> Exercise directions
Begin with the line containing "If you could pin the gray shower" and copy each line exactly through the last line of the entries, inclusive.

> Entries supplied
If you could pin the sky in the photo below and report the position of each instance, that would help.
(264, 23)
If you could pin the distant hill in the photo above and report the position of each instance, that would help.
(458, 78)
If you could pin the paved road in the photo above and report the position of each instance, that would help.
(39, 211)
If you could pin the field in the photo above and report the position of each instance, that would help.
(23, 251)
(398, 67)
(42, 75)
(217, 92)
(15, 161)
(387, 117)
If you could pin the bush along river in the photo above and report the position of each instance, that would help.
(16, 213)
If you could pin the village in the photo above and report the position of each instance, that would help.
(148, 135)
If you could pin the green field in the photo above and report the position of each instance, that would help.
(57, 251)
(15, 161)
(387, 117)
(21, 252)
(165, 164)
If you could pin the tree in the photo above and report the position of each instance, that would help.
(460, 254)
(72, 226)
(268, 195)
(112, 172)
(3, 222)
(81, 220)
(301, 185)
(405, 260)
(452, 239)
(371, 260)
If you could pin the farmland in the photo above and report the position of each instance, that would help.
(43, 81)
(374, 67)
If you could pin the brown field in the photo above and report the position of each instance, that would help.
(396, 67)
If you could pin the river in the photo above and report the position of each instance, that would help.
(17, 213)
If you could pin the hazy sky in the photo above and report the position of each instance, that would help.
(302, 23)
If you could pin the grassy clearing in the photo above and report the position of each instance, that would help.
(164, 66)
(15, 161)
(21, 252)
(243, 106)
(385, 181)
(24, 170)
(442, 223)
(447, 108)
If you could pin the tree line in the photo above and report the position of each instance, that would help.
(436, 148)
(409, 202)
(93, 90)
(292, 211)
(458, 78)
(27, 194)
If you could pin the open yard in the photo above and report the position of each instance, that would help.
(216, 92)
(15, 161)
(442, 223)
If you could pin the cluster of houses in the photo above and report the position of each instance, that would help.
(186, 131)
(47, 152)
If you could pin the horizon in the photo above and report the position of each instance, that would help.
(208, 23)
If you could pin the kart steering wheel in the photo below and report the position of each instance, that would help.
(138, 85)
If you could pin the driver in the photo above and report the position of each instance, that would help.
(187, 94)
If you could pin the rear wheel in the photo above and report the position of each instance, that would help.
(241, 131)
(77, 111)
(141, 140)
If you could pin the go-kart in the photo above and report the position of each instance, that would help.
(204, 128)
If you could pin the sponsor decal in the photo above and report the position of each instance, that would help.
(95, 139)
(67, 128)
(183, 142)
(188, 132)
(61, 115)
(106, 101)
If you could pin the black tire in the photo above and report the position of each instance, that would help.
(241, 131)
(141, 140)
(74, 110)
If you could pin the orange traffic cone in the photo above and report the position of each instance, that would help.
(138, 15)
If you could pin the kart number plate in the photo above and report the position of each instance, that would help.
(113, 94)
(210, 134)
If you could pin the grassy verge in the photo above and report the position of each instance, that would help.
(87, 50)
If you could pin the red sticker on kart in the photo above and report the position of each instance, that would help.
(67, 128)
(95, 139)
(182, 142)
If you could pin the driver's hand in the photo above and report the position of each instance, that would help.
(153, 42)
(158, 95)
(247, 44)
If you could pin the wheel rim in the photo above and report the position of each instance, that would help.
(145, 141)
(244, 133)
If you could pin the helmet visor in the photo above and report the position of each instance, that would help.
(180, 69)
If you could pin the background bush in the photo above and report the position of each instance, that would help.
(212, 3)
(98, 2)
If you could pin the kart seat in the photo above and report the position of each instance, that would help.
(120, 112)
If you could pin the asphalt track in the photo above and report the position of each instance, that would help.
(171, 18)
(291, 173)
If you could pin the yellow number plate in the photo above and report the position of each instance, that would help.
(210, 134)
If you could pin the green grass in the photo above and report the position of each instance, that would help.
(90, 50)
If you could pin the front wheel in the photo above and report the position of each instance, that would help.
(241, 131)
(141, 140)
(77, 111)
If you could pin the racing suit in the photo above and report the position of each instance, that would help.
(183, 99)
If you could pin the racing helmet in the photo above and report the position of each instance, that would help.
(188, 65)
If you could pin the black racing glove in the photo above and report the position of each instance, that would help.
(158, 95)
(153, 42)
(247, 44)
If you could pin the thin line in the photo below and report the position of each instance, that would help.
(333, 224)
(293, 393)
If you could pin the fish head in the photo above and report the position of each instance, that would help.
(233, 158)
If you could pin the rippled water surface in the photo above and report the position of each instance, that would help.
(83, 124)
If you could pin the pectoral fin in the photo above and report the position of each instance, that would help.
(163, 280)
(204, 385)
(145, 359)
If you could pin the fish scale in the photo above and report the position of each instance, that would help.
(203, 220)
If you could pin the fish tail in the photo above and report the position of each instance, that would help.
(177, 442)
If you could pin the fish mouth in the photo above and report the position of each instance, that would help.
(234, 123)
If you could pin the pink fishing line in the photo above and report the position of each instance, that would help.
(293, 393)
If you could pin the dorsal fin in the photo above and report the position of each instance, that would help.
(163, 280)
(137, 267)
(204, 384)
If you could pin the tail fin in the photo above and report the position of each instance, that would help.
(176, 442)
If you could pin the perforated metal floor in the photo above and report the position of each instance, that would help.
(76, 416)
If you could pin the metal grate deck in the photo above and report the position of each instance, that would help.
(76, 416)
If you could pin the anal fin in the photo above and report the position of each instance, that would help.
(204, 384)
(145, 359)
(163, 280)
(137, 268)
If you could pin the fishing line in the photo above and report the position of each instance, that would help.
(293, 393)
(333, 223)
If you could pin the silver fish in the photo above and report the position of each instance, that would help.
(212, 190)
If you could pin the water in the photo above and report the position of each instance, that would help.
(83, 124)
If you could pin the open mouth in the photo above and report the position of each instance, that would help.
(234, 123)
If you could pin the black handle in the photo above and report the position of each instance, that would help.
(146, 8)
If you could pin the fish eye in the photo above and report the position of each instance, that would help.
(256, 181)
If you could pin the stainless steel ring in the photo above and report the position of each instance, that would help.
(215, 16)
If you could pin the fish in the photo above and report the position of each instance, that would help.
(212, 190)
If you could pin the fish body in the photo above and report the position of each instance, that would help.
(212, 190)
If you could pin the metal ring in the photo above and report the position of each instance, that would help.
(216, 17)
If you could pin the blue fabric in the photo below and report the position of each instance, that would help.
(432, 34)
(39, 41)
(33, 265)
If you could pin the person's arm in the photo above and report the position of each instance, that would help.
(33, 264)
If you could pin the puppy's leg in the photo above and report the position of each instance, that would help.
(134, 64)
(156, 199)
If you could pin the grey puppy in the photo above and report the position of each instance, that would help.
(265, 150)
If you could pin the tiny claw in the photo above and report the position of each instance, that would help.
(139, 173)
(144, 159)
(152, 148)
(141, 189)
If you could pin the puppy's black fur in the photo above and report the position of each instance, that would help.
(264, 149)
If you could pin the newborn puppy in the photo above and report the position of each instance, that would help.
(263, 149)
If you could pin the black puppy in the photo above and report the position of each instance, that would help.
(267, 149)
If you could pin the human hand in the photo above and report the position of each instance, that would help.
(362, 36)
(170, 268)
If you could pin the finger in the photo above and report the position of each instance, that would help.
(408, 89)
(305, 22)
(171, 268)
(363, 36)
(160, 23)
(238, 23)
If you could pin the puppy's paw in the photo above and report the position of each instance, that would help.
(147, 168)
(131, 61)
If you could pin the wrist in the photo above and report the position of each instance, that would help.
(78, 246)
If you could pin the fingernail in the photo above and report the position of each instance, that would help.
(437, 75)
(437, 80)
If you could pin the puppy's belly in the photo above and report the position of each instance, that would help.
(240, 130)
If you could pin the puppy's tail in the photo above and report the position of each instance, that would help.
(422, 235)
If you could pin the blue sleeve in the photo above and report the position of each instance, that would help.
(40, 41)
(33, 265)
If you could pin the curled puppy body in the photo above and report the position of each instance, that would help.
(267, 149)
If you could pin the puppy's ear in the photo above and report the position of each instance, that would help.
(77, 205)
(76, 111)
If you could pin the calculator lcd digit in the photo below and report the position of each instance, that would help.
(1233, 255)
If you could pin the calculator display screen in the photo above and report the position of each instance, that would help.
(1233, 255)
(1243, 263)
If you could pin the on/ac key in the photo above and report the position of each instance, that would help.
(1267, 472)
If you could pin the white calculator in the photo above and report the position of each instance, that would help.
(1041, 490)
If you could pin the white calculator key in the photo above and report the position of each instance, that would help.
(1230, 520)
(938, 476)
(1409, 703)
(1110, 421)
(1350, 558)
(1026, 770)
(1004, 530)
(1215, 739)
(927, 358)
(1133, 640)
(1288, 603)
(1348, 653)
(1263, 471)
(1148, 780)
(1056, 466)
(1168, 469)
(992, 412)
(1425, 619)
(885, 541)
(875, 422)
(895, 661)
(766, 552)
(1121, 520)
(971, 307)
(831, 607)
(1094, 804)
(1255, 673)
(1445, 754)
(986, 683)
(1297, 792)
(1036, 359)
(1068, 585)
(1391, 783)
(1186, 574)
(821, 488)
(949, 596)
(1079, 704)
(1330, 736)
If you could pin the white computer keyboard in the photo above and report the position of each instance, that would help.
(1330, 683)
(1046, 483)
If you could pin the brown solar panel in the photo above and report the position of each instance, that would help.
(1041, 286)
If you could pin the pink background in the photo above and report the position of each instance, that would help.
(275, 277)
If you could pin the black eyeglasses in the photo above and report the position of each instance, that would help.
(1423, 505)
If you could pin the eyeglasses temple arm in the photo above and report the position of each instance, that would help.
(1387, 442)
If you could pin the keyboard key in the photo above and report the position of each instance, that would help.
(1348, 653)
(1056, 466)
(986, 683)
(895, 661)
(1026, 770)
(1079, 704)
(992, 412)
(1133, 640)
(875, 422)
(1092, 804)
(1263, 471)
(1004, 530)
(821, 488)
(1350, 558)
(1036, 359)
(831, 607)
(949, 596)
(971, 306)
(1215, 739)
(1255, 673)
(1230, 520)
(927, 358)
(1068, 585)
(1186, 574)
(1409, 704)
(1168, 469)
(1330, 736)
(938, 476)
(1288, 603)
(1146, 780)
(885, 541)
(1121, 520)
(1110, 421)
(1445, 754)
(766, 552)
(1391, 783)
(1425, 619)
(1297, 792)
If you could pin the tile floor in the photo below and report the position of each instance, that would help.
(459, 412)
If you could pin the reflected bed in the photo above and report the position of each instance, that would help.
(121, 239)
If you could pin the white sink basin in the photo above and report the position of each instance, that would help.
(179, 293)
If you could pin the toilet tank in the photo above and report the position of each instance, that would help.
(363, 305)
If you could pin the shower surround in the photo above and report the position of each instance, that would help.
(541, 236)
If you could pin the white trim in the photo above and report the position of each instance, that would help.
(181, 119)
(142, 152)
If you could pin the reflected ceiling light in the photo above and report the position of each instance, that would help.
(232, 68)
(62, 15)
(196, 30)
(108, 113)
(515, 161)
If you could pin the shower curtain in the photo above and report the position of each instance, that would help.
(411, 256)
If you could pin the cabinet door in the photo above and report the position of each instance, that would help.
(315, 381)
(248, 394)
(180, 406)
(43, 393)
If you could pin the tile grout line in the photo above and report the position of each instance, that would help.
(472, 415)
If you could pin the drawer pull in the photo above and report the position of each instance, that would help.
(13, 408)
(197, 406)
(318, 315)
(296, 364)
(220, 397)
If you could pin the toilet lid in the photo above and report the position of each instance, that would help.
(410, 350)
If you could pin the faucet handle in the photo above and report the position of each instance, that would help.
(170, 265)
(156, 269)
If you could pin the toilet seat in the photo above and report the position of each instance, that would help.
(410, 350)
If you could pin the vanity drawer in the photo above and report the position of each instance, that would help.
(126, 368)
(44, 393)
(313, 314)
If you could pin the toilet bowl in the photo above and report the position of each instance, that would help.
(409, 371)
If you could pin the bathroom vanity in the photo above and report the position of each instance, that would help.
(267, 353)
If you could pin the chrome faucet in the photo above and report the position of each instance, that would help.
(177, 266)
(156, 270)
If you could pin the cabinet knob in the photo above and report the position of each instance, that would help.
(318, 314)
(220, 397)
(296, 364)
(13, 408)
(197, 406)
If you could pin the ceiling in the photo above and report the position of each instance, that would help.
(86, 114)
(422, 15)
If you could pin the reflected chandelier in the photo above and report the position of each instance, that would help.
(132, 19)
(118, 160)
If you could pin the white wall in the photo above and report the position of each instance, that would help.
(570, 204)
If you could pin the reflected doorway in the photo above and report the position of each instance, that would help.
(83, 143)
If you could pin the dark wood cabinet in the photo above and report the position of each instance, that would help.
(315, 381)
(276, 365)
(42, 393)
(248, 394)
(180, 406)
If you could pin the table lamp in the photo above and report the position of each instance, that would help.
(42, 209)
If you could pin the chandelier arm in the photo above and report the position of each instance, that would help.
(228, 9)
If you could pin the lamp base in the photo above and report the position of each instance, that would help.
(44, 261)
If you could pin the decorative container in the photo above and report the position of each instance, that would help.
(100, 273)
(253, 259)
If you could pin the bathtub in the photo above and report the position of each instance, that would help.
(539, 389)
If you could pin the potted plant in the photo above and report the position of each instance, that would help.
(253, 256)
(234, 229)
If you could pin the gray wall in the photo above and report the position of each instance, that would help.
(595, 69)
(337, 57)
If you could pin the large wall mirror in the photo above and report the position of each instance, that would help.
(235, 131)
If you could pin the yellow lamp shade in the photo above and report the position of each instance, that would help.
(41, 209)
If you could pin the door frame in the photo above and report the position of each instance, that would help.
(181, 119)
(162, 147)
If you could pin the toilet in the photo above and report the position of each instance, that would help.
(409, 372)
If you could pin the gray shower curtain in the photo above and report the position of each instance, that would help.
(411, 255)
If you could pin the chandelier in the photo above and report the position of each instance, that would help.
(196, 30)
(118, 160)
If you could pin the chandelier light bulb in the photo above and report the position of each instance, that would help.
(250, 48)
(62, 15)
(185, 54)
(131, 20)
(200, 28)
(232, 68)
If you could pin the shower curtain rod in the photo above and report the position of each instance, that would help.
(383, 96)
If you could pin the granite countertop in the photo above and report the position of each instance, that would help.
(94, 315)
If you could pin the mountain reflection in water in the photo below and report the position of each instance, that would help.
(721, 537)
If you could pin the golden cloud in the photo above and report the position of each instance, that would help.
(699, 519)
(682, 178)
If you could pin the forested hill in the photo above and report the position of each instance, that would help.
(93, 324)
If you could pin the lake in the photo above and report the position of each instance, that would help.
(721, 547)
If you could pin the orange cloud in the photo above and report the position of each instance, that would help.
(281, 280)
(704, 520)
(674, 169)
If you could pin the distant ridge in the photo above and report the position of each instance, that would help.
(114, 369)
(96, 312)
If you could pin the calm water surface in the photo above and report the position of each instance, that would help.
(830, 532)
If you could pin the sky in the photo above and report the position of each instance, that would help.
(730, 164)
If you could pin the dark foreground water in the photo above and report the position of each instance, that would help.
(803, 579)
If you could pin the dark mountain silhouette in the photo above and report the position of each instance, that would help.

> Expected answer
If you could pin the gray shower curtain in the photo above and report the position of each instance, that would help.
(411, 255)
If you could pin the chandelier in the photo above and report the position of each instance, that would help.
(196, 30)
(118, 160)
If you could pin the chandelier light bulb in the photo above and report the position of each instance, that would help.
(250, 48)
(62, 15)
(185, 54)
(131, 20)
(200, 28)
(232, 68)
If you could pin the shower curtain rod in the photo above and report the position of each instance, that would help.
(383, 96)
If you could pin the granite countertop in the photo above and report the position of each instance, that would help.
(94, 315)
If you could pin the mountain reflection in water in the photo below and report the position of each instance, that would help.
(721, 537)
If you could pin the golden cloud in the photo above and report the position of each instance, that would help.
(699, 519)
(682, 178)
If you could pin the forested hill in the photo above and report the position of each instance, that would help.
(93, 324)
If you could pin the lake in the photo above and report the position of each instance, that would help.
(721, 547)
If you could pin the orange cloud in the photo above and report the position of each instance, that would help.
(281, 280)
(704, 520)
(674, 169)
If you could pin the distant ridge in the photo above and report the position of each instance, that would help.
(114, 369)
(96, 312)
If you could pin the calm water surface in the photo above and report the position of each instance, that would help.
(830, 532)
If you could pin the sky in the photo above and report the position of each instance, that would help.
(730, 164)
If you could pin the dark foreground water in the photo above and report the position of each instance, that would help.
(803, 579)
If you could pin the dark mountain silhouette in the photo above and report the position of each instance, that would help.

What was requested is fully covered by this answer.